| Short exercise |
Print the stretch from the start of the records through the line containing "[[[193,0],[191,41],[203,48],[240,48],[247,0]]]" with every character unchanged, and leave the pictures out.
>> START
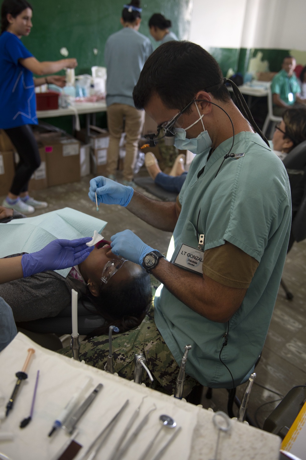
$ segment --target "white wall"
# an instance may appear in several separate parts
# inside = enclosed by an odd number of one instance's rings
[[[204,48],[306,50],[305,0],[193,0],[190,40]]]
[[[193,0],[191,41],[203,48],[240,48],[247,0]]]

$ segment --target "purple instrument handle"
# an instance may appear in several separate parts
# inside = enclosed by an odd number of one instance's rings
[[[38,385],[38,379],[40,376],[40,371],[37,371],[37,375],[36,375],[36,381],[35,383],[35,388],[34,388],[34,394],[33,394],[33,399],[32,400],[32,406],[31,407],[31,413],[30,414],[30,417],[32,418],[32,416],[33,414],[33,411],[34,410],[34,404],[35,403],[35,400],[36,397],[36,391],[37,390],[37,385]]]

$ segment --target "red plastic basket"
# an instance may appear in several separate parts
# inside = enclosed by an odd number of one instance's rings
>> END
| Result of the exercise |
$ segment --target "white wall"
# an instance may appear in several separate parts
# inside = enclosed by an odd number of one instance's rings
[[[204,48],[306,50],[305,0],[193,0],[190,40]]]
[[[193,0],[191,41],[203,48],[240,48],[247,0]]]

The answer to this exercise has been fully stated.